▸ Page
━━━━━━━━━━━━━━━━
But... reducing resistance increases current and depletes the battery quicker. I=V/R. Less of the battery's power is lost to generating heat through the unwanted resistance, but if the battery is rated at 2500 mAh, that's all you're going to get out of it.


----------



## cainvest (May 1, 2013)

Userkare said:


> No, you just think the battery life doubled. Unless you tested dozens of qualified batteries in a precise temperature controlled environment, and collected massive data points with sensitve instruments, you're being misled by factors you aren't considering.


100% agree that a controlled test would be needed to verify the results.



Userkare said:


> Placing it within the circuit loop, it can only act as a resistor, thereby reducing the current, and make the battery last longer. *BUT*... aluminum is a good conductor, so the resistance would be below trivial, and difficult to even measure. No way would it double the life, i.e. cut the current flow in half. The flashlight bulb would be dim.


Actually it could reduce resistance between the battery and poor contact points. Many of those spring type AA holders are of poor quality and usually made of a steel type metal, not the best conductors. If only a small contact point is made between the battery and the spring it could limit the current/voltage to the device. Having the aluminum foil piece in there could increase the contact area that *might* help with this situation.

A common example of this is with car batteries and poor connections to the battery posts, usually caused by them being loose or corrosion. This applies to small devices as well and the contacts can normally be "refreshed" with a little sand paper if corrosion is present. After ten years of use my hand held GPS required a little sand paper touch up last year, has been operating fine ever since.


----------



## Userkare (Nov 17, 2014)

cainvest said:


> 100% agree that a controlled test would be needed to verify the results.
> 
> 
> Actually it could reduce resistance between the battery and poor contact points. Many of those spring type AA holders are of poor quality and usually made of a steel type metal, not the best conductors. If only a small contact point is made between the battery and the spring it could limit the current/voltage to the device. Having the aluminum foil piece in there could increase the contact area that *might* help with this situation.
> ...



One more time.... Ohms law states that Current = Voltage divided by Resistance ( I = V/R ). Any decrease in resistance will increase current. Cleaning the contacts with a commercial electrical contact cleaner will eliminate the superflous resistance of dirt / corrosion on contacts. This is not done to increase battery life, but to allow the full charge of the battery to power the load, and not be wasted in heating the resistive dirt. The battery can only provide as much power as it is rated for, measured in ampere hours, or milliampere hours for small batteries. Period!!!!!!!!
━━━━━━━━━━━━━━━━
[Contour labeling entries]
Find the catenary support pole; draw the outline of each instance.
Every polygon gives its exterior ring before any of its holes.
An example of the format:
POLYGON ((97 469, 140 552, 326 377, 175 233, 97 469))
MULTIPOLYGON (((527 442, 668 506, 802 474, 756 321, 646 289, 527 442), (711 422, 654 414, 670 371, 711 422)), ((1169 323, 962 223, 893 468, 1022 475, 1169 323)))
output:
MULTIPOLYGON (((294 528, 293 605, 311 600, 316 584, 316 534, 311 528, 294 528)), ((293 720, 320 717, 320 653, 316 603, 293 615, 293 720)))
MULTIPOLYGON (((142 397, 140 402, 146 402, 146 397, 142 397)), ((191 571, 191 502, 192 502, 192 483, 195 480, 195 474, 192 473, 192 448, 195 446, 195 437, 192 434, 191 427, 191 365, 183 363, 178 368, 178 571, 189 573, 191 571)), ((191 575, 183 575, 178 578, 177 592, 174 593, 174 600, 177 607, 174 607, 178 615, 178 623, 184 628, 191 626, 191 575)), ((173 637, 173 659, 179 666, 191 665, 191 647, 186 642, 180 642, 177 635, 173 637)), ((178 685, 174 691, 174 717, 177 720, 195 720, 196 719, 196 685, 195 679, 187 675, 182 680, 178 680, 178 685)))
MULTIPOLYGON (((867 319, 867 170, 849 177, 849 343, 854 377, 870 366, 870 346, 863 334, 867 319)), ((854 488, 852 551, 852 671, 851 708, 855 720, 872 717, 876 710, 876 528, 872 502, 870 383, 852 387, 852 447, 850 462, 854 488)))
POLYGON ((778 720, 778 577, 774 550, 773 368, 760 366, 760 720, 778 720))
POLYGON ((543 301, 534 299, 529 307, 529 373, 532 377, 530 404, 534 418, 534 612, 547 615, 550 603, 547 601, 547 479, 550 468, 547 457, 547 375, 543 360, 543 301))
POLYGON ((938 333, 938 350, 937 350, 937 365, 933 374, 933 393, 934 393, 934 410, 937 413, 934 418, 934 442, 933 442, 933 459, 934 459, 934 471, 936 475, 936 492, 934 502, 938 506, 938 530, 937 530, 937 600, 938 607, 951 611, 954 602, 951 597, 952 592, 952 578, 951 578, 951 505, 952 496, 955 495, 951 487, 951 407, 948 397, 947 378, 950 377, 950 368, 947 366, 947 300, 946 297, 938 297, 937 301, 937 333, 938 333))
━━━━━━━━━━━━━━━━
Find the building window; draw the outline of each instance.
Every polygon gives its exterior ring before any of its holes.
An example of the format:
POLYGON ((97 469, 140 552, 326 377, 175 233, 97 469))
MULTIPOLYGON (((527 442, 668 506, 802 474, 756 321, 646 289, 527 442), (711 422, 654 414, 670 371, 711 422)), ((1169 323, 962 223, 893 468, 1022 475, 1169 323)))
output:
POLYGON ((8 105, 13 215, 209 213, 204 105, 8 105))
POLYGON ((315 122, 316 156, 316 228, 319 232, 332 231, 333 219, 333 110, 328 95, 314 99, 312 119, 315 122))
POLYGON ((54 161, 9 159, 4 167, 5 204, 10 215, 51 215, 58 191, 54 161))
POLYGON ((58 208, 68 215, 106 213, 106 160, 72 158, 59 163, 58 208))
━━━━━━━━━━━━━━━━
▸ To be done
1: Answer these questions about the battery thread:
(a) According to cainvest, what kind of metal are many spring-type AA holders usually made of?
(b) What did cainvest's hand held GPS need last year after ten years of use?
(c) In Userkare's last post, in what units is a battery's rating measured?
2: Put the stretch of the records from the line containing "Find the catenary" through the line containing "MULTIPOLYGON (((294 528, 293" into a Markdown table with the columns Index and Entry. Give each line its row number, and leave out blank lines.

▸ Full solutions
1:
(a) A steel type metal.
(b) A little sand paper touch up.
(c) Ampere hours, or milliampere hours for small batteries.

2:
| Index | Entry |
|---|---|
| 1 | Find the catenary support pole; draw the outline of each instance. |
| 2 | Every polygon gives its exterior ring before any of its holes. |
| 3 | An example of the format: |
| 4 | POLYGON ((97 469, 140 552, 326 377, 175 233, 97 469)) |
| 5 | MULTIPOLYGON (((527 442, 668 506, 802 474, 756 321, 646 289, 527 442), (711 422, 654 414, 670 371, 711 422)), ((1169 323, 962 223, 893 468, 1022 475, 1169 323))) |
| 6 | output: |
| 7 | MULTIPOLYGON (((294 528, 293 605, 311 600, 316 584, 316 534, 311 528, 294 528)), ((293 720, 320 717, 320 653, 316 603, 293 615, 293 720))) |